## SELECTED PASSAGE
Last night, Republican Greg Gianforte won a special election for Montana’s sole Congressional seat. How do we interpret this event? Here’s how the NYT approaches the question:
Voters here shrugged off the episode and handed Republicans a convincing victory. Mr. Gianforte took slightly more than 50 percent of the vote to about 44 percent for Mr. Quist. (President Trump won Montana by about 20 percentage points.) Mr. Gianforte’s success underscored the limitations of the Democrats’ strategy of highlighting the House’s health insurance overhaul and relying on liberal anger toward the president, at least in red-leaning states.
I believe this interpretation is incredibly misleading and reflects a larger problem with how we make sense of binary outcomes in the presence of more information.
As the NYT notes, in 2016, Trump carried Montana 56-36. The House race in 2016 was a similar 56-40. Gianforte here won 50-44. That’s a 10 point shift. In a special election. In Montana. And with something like 70% of votes being cast before the assault that brought national attention. Turnout was about as high in the special election as in the 2014 general. That’s wild. Yes, Gianforte’s awful, and yes that he will be a congressman is depressing. But framing this outcome as having “underscored the limitation of the Democrats’ strategy” or as a big loss for Democrats strikes me as absurd. If you are a GOP rep who won by say 10 in 2016 (55-45), this result should terrify you. And if you’re a Democrat looking at an even marginally competitive district, this should embolden you.
That’s most of what I wanted to say; the rest of this post is an aside about learning, probabilities, continuous information, and contract bridge.

## DATA FOR THE TASK
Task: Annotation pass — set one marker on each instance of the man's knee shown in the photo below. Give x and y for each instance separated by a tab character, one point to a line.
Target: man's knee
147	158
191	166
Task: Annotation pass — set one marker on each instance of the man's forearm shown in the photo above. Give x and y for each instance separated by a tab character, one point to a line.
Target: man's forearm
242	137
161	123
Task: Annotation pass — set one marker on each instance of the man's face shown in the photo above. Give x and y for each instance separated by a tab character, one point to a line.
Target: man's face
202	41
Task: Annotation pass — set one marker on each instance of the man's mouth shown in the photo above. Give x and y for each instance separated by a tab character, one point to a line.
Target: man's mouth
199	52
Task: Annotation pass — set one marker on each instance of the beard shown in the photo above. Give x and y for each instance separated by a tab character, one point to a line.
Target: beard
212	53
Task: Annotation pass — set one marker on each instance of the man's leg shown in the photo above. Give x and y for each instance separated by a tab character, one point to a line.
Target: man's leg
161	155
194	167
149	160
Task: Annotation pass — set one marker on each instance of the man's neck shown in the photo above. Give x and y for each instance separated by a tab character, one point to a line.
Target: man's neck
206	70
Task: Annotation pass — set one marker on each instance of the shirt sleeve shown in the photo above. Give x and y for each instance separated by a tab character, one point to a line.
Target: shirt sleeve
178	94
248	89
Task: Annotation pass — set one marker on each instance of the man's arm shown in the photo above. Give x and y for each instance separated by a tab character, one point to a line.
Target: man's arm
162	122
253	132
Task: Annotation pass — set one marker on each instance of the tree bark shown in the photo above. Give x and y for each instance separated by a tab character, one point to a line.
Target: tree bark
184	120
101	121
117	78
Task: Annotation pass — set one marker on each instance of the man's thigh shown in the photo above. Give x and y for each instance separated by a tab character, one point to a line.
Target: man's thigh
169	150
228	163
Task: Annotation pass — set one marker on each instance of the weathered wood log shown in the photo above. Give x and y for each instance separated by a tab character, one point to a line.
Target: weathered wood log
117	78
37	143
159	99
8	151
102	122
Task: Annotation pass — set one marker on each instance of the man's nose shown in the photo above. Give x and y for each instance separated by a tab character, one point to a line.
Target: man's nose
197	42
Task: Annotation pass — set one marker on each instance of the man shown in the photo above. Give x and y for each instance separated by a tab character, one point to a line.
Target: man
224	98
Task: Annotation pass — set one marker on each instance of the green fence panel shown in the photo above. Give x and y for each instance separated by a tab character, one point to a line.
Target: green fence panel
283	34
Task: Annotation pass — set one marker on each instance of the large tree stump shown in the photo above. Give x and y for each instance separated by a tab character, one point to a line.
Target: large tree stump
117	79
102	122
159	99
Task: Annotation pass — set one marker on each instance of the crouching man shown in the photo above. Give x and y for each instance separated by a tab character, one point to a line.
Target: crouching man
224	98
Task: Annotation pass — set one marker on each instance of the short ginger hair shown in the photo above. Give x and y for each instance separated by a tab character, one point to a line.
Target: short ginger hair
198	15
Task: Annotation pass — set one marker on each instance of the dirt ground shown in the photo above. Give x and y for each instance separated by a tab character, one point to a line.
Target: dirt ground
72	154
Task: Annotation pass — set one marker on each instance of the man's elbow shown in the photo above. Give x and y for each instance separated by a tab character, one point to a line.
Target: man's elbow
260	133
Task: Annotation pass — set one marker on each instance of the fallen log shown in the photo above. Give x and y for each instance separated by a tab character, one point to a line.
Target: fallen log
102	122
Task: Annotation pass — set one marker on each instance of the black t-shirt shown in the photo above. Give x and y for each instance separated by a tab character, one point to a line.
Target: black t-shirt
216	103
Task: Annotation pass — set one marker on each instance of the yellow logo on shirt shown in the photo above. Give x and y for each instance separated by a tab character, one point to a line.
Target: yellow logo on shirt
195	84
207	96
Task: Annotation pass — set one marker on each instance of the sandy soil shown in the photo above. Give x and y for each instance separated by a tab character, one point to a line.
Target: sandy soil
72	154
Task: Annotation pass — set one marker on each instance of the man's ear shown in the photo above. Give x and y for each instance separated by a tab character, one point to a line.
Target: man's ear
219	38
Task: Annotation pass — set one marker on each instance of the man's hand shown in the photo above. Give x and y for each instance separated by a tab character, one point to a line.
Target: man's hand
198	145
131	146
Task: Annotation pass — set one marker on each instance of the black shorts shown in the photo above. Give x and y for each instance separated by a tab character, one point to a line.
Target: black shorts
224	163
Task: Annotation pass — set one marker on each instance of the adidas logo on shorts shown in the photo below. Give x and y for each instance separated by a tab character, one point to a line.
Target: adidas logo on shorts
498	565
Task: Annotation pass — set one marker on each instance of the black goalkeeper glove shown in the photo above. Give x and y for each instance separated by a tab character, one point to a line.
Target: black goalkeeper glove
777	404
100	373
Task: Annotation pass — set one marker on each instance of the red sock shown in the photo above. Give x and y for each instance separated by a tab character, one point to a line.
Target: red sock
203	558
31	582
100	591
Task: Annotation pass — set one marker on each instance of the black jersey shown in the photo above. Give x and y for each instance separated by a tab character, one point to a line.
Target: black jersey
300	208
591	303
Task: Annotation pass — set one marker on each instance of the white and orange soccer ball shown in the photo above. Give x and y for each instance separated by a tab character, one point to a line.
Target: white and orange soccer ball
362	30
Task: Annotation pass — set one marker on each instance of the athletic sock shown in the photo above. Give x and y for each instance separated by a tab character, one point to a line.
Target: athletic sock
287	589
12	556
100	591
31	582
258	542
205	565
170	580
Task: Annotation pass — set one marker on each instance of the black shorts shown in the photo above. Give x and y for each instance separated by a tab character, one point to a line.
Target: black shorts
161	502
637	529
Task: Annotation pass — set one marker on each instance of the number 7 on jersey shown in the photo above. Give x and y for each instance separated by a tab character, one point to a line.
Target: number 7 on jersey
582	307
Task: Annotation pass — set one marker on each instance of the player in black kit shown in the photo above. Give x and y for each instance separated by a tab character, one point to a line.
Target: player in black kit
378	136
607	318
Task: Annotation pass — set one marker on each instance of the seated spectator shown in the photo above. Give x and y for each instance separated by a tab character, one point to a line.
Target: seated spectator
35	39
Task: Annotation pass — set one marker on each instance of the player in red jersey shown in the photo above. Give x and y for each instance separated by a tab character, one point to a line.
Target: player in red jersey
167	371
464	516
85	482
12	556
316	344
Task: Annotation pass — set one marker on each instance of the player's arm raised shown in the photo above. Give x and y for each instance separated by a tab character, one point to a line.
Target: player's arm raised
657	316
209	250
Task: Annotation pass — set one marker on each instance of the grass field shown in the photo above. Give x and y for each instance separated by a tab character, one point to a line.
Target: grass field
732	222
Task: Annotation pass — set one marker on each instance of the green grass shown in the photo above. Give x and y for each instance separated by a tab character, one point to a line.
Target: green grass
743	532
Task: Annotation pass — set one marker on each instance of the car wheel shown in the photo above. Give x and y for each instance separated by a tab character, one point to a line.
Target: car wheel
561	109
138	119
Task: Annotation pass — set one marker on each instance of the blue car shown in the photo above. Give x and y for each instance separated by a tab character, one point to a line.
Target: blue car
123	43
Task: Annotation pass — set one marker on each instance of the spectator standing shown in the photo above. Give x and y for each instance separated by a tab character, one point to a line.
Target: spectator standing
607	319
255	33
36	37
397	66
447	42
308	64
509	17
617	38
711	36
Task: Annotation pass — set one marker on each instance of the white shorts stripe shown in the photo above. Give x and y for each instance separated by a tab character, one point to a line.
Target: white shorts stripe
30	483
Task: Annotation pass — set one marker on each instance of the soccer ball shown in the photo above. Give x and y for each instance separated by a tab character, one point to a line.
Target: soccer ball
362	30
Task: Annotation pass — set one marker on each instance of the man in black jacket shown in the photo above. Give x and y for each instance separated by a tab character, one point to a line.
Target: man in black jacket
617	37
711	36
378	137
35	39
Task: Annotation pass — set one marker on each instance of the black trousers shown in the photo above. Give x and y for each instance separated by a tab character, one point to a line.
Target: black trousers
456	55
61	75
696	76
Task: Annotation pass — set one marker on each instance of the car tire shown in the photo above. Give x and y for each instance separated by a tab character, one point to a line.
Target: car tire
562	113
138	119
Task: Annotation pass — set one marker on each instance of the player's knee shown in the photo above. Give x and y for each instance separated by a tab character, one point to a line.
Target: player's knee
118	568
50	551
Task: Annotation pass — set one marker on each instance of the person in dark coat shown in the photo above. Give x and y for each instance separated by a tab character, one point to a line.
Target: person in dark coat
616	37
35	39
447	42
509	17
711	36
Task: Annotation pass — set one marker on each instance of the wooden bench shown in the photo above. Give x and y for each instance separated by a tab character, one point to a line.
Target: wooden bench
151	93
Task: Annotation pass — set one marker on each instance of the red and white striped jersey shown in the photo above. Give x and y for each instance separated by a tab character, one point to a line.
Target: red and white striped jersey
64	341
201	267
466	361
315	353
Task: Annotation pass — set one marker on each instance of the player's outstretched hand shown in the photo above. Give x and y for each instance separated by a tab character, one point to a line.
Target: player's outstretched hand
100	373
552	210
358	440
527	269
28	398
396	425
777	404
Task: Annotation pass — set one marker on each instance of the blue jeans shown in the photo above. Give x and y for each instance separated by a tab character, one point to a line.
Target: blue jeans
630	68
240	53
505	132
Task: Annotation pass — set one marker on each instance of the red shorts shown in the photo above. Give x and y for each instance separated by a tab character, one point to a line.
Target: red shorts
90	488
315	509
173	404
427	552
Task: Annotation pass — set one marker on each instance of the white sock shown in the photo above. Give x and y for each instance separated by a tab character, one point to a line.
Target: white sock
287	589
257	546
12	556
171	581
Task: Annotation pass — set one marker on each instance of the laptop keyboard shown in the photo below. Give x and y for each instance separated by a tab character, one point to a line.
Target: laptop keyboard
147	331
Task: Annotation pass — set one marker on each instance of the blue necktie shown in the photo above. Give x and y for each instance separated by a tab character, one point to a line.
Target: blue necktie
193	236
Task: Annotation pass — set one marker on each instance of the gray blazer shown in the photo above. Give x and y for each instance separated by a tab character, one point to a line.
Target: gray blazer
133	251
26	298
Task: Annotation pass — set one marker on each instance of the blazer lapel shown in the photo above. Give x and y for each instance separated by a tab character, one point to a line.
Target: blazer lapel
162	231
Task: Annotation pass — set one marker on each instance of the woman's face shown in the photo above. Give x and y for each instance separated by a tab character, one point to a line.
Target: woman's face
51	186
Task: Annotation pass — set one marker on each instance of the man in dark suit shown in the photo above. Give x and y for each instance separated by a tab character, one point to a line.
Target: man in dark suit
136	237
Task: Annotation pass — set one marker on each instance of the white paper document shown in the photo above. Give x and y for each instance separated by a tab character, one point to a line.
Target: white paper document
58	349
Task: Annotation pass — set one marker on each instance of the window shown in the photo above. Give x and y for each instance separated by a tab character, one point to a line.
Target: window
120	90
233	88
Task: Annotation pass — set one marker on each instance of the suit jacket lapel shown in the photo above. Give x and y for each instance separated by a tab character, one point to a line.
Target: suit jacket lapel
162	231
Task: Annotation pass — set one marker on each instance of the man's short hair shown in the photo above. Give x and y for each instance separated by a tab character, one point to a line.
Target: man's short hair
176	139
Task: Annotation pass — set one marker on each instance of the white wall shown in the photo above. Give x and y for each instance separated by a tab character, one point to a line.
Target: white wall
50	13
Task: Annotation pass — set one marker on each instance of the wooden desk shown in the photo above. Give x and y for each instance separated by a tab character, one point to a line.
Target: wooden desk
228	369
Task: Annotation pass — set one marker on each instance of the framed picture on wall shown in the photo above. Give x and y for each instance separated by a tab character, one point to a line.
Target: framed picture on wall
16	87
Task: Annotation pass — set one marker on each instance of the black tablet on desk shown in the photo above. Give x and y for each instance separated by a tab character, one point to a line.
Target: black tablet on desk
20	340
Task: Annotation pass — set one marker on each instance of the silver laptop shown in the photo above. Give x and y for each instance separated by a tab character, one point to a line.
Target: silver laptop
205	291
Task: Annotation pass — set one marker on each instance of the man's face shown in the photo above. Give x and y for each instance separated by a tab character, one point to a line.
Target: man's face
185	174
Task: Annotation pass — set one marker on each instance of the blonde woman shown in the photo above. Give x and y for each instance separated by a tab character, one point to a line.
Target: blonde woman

## WORK INSTRUCTIONS
(A) Starting at the line of the records that contains "the white wall" and stopping at the last line of the records, reproduce those lines as a numbered list, omitting any blank lines.
(B) Write the next part of the commentary on Montana's special House election, picking up after its final sentence.

## TASK RESULTS
(A)
1. Task: Annotation pass — set one marker on each instance of the white wall shown in the photo above. Give x and y for each instance separated by a tab character, one point to a line.
2. Target: white wall
3. 50	13
4. Task: Annotation pass — set one marker on each instance of the wooden desk shown in the photo above. Give x and y for each instance separated by a tab character, one point to a line.
5. Target: wooden desk
6. 228	369
7. Task: Annotation pass — set one marker on each instance of the framed picture on wall shown in the photo above. Give x and y for each instance separated by a tab character, one point to a line.
8. Target: framed picture on wall
9. 16	87
10. Task: Annotation pass — set one marker on each instance of the black tablet on desk shown in the photo above. Give x and y for each instance separated by a tab character, one point to a line.
11. Target: black tablet on desk
12. 20	340
13. Task: Annotation pass — set one marker on each instance of the silver laptop shown in the photo above. Give x and y for each instance separated by a tab character, one point to a line.
14. Target: silver laptop
15. 205	291
16. Task: Annotation pass — set one marker on each instance of the man's face shown in the photo above. Give x and y for each instance separated by a tab character, one point to a line.
17. Target: man's face
18. 185	174
19. Task: Annotation pass — set one marker on each instance of the blonde woman shown in the photo above. Give x and y for each instance separated by a tab character, one point to a line.
20. Target: blonde woman

(B)
Let me step back a second and talk more generally about inferring the correctness of strategy from outcomes by way of a discussion of contract bridge. Bridge is a bit of a dying game, but I grew up with it and it deeply shaped my understanding of how to learn. Bridge is a hard game to learn in two senses. First, the initial rules are quite complicated. Bridge has many more moving parts and interlocking complications than, say, hearts or chess, or even more modern and seemingly complex games like Settlers of Catan. But you can still learn the rules of bridge in a couple hours. The second, harder bit is actually getting good at bridge. The issue is that bridge is a game of probabilities. In each deal of bridge, you are faced with numerous small decisions. Often, the difference between the right decision and the wrong decision is small – 55% to 45% or even narrower. Good players make the higher probability decision every single time. But in so doing, they appear to get it “wrong” (a bad outcome) almost as often as they get it “right” (a good outcome). Becoming a good bridge player requires learning how to not to learn from a bad decision that happens to work out, or a good decision that doesn’t. You have to actually analyze the whole hand, learn how to calculate probabilities, and learn how to infer the correct strategy in spite of very noisy signals. Novices (or me at age 10) would often point to the outcome of a hand as a defense of a particular choice: Yes, I took the finesse the wrong way, but look, it worked! Experts never do.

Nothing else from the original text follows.